** BEGIN MATERIAL SUPPLIED **

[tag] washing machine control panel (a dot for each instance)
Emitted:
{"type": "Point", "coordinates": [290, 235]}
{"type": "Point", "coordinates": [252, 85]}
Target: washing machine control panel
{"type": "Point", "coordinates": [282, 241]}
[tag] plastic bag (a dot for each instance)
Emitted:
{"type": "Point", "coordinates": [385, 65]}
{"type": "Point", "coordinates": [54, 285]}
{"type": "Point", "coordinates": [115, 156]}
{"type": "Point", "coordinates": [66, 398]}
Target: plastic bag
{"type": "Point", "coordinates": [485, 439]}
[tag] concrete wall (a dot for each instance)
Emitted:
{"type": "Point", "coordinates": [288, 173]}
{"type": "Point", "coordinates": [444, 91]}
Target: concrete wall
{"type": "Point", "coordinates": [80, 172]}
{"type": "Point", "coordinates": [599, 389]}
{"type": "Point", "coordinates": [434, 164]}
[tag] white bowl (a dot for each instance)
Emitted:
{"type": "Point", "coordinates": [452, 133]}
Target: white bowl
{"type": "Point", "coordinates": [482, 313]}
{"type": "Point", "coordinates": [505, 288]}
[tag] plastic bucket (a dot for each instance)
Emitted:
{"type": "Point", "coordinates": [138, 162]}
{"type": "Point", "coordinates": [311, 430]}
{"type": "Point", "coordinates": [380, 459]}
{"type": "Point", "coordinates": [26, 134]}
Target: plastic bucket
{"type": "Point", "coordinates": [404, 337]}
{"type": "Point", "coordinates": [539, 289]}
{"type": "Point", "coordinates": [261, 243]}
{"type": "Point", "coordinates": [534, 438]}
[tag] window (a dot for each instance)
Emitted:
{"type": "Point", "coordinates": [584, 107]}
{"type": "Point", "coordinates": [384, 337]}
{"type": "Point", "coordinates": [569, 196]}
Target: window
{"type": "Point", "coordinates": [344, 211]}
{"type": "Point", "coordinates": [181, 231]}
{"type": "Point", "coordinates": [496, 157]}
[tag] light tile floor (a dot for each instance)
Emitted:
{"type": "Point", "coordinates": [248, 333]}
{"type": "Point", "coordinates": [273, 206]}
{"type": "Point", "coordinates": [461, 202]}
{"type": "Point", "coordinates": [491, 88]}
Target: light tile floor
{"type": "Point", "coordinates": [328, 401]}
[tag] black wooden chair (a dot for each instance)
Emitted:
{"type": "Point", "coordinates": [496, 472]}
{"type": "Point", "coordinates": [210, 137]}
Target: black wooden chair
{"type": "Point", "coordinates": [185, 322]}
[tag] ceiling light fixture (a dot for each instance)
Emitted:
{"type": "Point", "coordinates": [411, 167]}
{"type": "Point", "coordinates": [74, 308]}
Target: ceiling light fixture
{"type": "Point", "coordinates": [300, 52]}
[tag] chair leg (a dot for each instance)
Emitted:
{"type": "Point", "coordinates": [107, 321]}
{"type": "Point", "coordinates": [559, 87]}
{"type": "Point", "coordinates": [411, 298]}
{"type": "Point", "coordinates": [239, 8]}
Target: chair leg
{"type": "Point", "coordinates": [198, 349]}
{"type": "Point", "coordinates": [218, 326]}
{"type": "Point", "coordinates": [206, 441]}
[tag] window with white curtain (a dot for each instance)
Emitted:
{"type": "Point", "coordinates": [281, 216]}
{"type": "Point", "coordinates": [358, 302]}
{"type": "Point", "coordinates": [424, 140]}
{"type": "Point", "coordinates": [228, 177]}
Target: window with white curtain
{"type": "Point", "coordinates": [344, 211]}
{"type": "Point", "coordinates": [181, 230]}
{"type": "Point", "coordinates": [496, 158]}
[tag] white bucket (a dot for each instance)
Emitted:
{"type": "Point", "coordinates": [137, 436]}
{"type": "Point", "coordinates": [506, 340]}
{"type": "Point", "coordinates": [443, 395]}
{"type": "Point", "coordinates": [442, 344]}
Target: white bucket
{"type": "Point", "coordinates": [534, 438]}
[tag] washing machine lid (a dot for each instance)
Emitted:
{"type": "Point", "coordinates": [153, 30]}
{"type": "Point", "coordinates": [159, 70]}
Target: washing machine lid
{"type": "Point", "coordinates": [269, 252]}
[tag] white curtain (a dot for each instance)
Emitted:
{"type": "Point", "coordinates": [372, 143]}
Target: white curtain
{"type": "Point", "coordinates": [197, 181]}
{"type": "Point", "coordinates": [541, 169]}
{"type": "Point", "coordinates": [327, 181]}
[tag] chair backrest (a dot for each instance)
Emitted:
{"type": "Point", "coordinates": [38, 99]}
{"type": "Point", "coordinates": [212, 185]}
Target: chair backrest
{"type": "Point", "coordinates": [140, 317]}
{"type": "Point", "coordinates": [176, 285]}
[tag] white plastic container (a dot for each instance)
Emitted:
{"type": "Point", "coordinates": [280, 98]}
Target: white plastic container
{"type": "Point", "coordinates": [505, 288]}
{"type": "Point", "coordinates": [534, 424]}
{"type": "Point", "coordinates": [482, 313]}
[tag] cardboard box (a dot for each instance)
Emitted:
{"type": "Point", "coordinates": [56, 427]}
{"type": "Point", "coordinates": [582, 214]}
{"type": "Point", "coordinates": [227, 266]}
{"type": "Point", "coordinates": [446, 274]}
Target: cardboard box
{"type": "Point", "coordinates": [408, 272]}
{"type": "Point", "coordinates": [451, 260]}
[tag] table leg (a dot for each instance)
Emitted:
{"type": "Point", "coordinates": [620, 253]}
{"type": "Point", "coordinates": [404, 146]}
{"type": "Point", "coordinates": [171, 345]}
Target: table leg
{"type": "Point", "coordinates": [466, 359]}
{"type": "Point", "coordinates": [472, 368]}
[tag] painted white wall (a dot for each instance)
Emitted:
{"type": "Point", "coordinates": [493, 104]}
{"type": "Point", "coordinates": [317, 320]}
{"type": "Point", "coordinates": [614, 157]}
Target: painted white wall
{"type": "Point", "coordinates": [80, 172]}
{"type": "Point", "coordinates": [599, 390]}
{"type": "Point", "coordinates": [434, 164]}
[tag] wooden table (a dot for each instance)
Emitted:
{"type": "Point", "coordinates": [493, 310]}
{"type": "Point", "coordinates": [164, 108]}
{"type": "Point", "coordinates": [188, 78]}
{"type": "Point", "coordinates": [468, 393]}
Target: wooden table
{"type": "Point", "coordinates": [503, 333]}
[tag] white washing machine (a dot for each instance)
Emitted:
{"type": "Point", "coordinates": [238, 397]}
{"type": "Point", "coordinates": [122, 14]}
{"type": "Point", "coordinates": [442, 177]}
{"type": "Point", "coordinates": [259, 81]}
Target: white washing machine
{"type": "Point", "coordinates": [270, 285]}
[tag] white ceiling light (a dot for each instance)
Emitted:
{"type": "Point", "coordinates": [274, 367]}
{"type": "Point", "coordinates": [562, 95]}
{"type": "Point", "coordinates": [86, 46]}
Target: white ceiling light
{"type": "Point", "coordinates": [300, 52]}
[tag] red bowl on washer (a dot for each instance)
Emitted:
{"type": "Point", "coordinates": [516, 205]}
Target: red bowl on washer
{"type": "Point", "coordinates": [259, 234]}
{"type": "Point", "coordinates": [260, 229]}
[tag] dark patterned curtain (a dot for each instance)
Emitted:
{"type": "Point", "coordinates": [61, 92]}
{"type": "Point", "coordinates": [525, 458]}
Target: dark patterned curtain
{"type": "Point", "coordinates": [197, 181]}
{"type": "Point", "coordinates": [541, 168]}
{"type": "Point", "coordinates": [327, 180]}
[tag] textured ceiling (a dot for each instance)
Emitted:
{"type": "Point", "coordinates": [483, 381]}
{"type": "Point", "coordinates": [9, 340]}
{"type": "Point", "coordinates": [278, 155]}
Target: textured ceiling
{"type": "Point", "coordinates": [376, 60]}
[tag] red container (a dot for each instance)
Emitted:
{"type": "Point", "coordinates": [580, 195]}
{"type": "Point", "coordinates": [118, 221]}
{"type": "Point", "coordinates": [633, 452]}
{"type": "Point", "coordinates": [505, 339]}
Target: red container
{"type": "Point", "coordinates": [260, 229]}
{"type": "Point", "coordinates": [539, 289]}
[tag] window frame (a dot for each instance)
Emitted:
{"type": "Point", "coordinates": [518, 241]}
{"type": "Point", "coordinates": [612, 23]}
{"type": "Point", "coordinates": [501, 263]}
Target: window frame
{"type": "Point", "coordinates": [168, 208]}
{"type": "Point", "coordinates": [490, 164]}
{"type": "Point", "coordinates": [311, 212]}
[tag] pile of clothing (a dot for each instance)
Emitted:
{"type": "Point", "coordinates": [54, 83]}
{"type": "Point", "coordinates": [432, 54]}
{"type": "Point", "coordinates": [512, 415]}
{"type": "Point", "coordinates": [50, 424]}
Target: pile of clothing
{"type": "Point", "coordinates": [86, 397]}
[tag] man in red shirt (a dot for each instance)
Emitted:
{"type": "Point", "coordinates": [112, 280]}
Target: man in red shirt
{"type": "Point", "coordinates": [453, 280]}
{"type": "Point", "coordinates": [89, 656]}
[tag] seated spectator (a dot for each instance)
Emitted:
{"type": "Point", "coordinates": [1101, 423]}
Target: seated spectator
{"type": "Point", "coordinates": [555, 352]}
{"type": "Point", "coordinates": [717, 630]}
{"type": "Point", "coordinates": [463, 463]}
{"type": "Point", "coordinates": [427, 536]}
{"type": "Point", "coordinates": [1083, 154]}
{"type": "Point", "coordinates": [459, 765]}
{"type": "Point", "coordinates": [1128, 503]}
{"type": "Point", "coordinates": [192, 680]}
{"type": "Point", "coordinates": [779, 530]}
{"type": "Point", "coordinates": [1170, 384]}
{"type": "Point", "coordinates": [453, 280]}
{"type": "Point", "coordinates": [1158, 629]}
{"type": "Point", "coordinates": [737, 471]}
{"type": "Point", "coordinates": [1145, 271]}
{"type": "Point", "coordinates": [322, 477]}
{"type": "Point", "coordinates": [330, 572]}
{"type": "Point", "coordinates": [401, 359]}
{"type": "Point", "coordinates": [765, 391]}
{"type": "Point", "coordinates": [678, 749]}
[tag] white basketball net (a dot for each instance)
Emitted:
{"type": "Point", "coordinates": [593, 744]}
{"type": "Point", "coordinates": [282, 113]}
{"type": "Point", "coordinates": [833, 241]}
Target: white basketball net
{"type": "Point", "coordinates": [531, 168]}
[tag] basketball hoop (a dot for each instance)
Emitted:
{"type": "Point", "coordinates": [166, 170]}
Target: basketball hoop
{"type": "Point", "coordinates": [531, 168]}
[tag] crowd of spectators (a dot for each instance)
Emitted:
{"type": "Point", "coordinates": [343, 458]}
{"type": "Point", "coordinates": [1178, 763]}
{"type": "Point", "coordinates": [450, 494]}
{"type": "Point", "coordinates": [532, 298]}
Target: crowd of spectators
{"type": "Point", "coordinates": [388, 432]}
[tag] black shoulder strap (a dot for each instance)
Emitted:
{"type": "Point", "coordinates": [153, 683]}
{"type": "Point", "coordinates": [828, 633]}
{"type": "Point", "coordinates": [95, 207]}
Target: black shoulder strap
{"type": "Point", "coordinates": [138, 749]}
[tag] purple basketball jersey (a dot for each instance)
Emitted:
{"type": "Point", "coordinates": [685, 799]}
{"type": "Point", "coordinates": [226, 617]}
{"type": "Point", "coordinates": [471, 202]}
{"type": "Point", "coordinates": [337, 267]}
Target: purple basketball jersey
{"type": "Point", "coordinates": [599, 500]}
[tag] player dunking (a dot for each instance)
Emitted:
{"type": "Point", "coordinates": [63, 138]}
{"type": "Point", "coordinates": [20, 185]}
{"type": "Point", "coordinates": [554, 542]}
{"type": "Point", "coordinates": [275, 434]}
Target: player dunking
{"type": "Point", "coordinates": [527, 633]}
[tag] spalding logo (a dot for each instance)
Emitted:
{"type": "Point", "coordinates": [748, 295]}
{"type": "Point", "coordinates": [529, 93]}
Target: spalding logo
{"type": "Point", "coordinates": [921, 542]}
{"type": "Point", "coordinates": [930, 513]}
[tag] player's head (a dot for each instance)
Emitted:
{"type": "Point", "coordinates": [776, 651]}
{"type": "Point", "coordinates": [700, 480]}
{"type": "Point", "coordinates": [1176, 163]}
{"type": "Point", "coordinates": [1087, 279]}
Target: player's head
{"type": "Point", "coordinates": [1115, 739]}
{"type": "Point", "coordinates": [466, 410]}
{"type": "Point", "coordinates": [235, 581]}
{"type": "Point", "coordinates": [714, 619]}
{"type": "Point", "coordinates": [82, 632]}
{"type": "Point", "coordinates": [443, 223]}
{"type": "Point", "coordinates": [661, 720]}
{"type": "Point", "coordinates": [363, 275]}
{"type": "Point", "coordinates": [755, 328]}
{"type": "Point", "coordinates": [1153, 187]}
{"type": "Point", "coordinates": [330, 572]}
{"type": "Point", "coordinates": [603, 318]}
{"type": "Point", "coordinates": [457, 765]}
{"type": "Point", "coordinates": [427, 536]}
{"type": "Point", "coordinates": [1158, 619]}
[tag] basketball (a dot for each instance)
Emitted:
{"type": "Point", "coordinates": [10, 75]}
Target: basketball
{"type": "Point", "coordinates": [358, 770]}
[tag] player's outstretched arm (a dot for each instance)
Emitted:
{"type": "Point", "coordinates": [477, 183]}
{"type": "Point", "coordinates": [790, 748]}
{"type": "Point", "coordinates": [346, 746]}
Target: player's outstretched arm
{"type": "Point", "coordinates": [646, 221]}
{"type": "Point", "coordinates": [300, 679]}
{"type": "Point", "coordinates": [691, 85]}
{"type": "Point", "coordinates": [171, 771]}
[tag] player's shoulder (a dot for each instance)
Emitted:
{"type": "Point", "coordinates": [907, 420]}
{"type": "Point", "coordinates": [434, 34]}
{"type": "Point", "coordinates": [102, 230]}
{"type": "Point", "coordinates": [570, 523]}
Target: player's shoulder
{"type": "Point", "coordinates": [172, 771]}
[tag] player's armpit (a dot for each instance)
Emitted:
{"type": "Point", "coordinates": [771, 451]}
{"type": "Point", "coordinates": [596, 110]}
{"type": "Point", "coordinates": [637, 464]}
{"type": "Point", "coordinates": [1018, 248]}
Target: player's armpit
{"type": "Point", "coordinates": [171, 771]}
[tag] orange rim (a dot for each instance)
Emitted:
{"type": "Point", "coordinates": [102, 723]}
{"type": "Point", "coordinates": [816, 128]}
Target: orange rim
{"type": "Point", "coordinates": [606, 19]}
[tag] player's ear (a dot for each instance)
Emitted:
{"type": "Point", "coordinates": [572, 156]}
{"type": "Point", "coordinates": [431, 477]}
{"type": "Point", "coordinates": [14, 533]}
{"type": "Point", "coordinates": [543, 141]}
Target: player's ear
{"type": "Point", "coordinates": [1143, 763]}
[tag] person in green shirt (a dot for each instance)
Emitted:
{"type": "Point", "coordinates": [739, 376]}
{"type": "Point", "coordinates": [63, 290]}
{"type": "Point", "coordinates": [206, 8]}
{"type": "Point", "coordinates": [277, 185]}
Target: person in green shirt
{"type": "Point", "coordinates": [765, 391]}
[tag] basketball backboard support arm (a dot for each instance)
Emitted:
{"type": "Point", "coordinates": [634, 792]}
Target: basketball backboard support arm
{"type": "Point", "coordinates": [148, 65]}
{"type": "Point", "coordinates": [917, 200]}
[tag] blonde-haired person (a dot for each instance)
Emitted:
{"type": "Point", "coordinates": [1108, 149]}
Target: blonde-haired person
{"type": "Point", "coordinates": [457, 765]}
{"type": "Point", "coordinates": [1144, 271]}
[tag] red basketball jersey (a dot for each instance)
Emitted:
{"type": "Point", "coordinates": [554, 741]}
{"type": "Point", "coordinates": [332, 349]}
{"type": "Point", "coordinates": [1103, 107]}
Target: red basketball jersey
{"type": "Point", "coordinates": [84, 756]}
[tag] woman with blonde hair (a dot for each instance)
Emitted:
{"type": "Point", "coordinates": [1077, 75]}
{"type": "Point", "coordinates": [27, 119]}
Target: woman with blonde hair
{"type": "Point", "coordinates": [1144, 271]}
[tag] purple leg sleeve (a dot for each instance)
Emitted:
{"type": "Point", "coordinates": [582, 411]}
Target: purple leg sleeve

** END MATERIAL SUPPLIED **

## TASK INSTRUCTIONS
Return, word for word, every line from the line with "[tag] player's ear (a dot for each instance)" to the final line of the data.

## OUTPUT
[tag] player's ear (a dot for each instance)
Emitted:
{"type": "Point", "coordinates": [572, 156]}
{"type": "Point", "coordinates": [431, 477]}
{"type": "Point", "coordinates": [14, 533]}
{"type": "Point", "coordinates": [543, 141]}
Target: player's ear
{"type": "Point", "coordinates": [1143, 763]}
[tag] person in green shirt (a dot for each instance)
Emitted:
{"type": "Point", "coordinates": [739, 376]}
{"type": "Point", "coordinates": [63, 290]}
{"type": "Point", "coordinates": [206, 8]}
{"type": "Point", "coordinates": [277, 185]}
Target: person in green shirt
{"type": "Point", "coordinates": [765, 391]}
[tag] basketball backboard support arm (a dot for each instance)
Emitted:
{"type": "Point", "coordinates": [634, 792]}
Target: basketball backboard support arm
{"type": "Point", "coordinates": [148, 65]}
{"type": "Point", "coordinates": [917, 200]}
[tag] blonde-haired person (a dot for each instance)
Emitted:
{"type": "Point", "coordinates": [1108, 149]}
Target: blonde-haired person
{"type": "Point", "coordinates": [457, 765]}
{"type": "Point", "coordinates": [1144, 271]}
[tag] red basketball jersey (a dot for each instance)
Emitted:
{"type": "Point", "coordinates": [554, 741]}
{"type": "Point", "coordinates": [332, 349]}
{"type": "Point", "coordinates": [1103, 107]}
Target: red basketball jersey
{"type": "Point", "coordinates": [84, 756]}
[tag] woman with blonde hair (a dot for each instance)
Emitted:
{"type": "Point", "coordinates": [1077, 75]}
{"type": "Point", "coordinates": [27, 119]}
Target: woman with blonde hair
{"type": "Point", "coordinates": [1144, 271]}
[tag] purple leg sleeve (a dot for each instance)
Emitted:
{"type": "Point", "coordinates": [582, 411]}
Target: purple leg sleeve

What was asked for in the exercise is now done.